Rows from a pointing dataset
--*--
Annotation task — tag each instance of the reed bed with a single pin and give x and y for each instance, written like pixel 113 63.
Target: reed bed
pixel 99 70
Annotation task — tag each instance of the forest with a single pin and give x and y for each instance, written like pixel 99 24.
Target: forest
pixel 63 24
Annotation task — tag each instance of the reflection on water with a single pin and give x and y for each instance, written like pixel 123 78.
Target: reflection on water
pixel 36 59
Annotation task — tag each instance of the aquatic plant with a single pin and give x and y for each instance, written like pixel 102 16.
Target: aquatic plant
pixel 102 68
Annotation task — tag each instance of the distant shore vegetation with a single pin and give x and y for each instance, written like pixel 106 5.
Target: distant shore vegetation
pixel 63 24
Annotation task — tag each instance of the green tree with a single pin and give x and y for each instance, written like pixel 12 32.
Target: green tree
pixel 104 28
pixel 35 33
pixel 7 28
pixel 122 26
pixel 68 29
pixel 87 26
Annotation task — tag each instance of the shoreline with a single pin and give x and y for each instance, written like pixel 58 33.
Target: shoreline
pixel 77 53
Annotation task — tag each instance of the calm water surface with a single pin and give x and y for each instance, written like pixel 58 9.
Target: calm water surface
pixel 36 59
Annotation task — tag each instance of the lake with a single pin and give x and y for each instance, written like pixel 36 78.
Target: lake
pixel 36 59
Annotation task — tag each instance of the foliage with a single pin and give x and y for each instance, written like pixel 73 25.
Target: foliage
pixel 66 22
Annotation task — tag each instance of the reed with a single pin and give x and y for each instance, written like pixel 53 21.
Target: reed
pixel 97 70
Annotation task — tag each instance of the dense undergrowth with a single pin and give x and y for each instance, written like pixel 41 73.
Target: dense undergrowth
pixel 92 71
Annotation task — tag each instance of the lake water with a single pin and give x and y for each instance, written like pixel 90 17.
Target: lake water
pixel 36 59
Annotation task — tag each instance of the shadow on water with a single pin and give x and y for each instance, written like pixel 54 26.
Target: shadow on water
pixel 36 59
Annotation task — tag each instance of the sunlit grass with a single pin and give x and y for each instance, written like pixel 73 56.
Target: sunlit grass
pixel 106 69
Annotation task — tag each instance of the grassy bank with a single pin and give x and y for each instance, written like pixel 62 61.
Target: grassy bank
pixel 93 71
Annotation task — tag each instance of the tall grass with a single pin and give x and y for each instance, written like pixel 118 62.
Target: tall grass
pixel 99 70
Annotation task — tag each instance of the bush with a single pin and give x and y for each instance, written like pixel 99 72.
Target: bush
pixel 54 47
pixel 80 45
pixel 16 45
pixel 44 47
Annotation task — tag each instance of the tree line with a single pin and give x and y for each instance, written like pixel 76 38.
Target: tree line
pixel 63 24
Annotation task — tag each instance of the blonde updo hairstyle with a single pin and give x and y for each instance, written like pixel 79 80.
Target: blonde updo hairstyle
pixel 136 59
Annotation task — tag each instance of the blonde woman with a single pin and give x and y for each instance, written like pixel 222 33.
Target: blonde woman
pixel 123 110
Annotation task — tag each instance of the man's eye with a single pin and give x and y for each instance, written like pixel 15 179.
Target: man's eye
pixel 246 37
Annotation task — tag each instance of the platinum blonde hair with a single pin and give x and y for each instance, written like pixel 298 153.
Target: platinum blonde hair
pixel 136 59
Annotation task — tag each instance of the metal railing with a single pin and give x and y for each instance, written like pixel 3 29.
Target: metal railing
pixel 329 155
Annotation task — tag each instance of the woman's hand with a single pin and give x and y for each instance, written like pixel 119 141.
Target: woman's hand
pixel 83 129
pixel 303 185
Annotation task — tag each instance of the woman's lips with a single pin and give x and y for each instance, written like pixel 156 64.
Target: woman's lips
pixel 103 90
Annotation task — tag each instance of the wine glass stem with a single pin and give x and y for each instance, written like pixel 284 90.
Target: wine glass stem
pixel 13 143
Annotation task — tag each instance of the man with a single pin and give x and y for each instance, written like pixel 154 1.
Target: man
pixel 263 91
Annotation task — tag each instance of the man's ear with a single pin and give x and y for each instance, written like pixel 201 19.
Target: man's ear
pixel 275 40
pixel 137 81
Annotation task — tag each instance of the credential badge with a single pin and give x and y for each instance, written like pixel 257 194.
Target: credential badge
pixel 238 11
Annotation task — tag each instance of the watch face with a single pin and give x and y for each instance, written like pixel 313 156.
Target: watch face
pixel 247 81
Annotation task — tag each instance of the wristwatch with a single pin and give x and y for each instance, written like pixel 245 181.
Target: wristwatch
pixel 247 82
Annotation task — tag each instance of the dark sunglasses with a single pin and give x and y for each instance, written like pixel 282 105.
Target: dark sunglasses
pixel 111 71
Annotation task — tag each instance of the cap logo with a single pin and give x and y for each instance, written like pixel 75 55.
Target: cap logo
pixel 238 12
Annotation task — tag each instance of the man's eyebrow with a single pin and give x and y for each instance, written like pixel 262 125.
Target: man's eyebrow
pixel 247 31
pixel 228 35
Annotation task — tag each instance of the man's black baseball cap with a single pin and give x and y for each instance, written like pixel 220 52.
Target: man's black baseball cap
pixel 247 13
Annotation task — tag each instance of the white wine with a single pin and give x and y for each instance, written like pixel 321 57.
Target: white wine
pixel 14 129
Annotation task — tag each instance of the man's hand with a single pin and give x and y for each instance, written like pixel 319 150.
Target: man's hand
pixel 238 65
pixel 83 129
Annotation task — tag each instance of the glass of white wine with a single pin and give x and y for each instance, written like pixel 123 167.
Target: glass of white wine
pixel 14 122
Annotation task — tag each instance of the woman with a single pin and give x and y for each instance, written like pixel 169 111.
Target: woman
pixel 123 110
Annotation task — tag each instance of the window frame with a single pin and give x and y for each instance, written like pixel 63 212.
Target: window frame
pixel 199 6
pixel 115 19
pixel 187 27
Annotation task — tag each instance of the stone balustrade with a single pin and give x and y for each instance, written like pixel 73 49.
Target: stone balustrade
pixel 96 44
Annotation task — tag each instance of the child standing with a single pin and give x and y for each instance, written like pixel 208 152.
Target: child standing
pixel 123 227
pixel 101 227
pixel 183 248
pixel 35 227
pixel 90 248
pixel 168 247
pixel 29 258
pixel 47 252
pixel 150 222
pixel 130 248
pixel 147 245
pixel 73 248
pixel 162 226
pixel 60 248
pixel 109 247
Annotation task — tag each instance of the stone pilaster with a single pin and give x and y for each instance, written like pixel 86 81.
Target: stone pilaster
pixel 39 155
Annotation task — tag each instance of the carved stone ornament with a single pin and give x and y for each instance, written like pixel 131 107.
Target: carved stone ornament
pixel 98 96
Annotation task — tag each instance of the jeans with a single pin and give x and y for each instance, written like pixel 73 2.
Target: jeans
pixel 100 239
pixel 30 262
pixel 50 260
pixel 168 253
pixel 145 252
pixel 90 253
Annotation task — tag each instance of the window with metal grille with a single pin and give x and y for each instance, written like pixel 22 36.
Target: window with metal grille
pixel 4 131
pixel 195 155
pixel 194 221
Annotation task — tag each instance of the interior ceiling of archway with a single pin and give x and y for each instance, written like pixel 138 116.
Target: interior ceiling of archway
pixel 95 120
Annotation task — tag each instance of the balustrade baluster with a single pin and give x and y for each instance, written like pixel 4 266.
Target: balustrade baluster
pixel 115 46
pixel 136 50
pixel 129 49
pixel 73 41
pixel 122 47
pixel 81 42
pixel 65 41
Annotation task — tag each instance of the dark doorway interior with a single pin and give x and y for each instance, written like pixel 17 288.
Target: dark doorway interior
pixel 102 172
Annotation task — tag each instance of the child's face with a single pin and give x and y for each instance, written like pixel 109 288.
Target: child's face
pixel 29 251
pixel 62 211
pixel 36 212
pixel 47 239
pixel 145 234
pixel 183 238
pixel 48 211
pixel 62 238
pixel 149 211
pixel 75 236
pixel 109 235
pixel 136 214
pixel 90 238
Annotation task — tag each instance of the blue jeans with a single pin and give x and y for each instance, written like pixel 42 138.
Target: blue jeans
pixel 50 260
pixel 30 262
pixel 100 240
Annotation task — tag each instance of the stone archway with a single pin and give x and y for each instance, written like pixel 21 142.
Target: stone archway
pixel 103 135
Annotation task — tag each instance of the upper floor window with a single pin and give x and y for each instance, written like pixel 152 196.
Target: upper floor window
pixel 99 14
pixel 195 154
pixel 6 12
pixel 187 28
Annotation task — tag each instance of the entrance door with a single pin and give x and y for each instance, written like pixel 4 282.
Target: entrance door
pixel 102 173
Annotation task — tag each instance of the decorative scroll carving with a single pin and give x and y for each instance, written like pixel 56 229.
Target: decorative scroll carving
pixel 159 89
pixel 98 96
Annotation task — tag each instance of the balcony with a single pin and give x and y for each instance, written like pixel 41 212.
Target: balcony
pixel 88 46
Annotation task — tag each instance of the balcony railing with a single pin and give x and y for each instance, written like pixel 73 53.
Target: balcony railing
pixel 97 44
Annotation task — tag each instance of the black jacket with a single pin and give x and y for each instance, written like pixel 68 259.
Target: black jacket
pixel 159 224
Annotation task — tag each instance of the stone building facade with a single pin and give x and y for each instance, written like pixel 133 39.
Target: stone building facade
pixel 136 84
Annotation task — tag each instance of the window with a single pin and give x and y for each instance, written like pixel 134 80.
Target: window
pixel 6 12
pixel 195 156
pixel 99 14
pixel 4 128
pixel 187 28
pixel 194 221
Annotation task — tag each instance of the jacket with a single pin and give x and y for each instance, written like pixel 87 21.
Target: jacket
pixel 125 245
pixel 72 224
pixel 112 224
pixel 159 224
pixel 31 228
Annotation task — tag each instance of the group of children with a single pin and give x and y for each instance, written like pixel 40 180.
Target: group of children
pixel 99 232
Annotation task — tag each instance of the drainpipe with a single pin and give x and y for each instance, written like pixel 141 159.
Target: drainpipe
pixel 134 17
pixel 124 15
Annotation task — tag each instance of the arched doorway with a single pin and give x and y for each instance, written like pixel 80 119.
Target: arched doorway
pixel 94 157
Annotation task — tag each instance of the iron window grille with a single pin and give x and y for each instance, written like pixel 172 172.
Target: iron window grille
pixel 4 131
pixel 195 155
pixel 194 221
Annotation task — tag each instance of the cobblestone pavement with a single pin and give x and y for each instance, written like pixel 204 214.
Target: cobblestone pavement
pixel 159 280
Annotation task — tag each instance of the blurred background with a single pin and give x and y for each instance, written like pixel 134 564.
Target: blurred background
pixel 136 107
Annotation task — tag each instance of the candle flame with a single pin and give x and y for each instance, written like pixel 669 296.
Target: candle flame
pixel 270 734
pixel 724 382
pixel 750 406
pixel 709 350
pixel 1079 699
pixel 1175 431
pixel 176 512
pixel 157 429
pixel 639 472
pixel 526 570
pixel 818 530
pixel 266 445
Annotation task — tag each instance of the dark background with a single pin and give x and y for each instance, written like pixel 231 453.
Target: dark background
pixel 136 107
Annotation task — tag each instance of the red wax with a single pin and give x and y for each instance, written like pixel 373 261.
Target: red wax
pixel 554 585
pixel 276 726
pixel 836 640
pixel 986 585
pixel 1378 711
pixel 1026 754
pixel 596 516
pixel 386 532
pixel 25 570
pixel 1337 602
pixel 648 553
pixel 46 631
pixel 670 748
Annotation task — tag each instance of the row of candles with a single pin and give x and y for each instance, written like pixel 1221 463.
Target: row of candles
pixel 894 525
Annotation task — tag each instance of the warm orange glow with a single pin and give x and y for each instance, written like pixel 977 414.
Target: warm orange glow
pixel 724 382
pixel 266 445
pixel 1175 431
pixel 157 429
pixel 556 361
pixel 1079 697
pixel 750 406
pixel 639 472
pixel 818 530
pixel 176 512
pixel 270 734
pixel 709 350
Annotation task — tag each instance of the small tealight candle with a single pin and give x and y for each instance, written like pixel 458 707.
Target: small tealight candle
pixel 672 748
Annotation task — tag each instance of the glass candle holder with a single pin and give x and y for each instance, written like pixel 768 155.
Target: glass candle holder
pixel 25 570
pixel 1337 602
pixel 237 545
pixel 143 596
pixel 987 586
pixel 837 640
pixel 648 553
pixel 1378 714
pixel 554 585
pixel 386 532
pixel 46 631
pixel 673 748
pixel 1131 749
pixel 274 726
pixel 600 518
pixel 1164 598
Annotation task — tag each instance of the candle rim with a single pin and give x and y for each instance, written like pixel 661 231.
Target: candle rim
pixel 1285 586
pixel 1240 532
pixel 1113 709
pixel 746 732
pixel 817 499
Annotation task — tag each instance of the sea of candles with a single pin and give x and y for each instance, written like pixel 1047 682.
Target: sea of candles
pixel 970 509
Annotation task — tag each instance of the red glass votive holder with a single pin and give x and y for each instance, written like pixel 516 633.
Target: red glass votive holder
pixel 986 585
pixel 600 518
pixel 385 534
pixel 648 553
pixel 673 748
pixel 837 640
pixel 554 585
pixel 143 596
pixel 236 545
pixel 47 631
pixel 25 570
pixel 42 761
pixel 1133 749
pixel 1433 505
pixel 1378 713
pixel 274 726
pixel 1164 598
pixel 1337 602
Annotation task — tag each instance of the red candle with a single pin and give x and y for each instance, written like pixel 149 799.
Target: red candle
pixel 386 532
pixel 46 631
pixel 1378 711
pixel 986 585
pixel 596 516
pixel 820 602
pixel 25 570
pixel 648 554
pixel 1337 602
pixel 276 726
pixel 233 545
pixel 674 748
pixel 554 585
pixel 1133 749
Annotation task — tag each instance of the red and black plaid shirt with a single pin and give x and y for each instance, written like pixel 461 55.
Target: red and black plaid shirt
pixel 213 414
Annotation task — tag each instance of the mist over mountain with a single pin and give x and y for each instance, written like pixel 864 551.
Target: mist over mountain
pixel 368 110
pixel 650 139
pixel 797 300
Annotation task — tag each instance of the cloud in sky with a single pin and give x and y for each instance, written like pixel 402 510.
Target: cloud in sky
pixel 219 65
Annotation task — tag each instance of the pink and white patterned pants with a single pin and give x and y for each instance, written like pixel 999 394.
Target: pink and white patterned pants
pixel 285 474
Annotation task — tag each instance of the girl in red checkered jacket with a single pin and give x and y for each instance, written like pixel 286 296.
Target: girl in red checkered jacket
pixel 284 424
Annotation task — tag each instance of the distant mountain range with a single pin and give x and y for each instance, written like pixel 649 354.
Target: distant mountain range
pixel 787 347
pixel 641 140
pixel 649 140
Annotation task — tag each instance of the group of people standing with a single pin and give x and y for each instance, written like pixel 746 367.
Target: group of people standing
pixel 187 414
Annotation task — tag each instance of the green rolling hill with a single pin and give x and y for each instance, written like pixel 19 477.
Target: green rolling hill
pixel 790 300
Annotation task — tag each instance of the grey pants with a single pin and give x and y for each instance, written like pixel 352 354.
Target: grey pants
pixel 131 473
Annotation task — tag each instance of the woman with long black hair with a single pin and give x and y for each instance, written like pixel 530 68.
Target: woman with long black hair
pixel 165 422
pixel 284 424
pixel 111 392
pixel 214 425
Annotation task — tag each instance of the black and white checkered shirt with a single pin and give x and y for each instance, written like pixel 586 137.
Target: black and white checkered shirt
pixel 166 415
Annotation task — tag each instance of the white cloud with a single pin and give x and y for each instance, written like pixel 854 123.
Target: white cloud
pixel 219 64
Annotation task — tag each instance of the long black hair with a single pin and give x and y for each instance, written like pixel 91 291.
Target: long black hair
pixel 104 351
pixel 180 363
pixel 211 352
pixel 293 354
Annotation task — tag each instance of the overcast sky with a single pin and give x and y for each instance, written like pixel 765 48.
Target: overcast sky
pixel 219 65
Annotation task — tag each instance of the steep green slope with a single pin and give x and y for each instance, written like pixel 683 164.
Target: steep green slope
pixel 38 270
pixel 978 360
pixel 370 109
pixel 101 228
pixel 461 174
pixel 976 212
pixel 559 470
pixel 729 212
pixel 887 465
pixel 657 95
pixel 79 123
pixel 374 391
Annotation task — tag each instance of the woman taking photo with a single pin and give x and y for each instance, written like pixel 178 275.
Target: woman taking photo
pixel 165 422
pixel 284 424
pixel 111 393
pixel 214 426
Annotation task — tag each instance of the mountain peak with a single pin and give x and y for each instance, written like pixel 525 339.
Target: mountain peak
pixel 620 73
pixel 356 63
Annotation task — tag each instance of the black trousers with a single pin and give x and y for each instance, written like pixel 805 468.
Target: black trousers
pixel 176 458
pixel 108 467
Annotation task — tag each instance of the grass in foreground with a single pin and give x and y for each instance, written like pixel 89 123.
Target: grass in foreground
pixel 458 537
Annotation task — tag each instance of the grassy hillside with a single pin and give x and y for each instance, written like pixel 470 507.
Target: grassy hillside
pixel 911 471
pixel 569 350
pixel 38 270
--*--
Exercise -> Copy the part of the material that opens with its first line and closes with the line containing "pixel 87 26", including both of those lines.

Exercise answer ->
Annotation task — tag each instance of the reed bed with a single pin and give x and y for each instance, written like pixel 113 63.
Target: reed bed
pixel 99 70
Annotation task — tag each instance of the forest with a single pin and give x and y for each instance, written like pixel 99 24.
Target: forest
pixel 63 24
Annotation task — tag each instance of the reflection on water with a single pin and give x and y for each instance, written like pixel 123 78.
Target: reflection on water
pixel 36 59
Annotation task — tag each instance of the aquatic plant with a single pin and give x and y for each instance, written like pixel 102 16.
Target: aquatic plant
pixel 102 68
Annotation task — tag each instance of the distant shore vegetation with a single pin and give x and y for each instance, written like pixel 106 5.
Target: distant shore vegetation
pixel 63 24
Annotation task — tag each instance of the green tree with a single pin and give x and y for each instance, written like pixel 12 32.
Target: green tree
pixel 104 28
pixel 35 33
pixel 7 28
pixel 122 26
pixel 68 29
pixel 87 26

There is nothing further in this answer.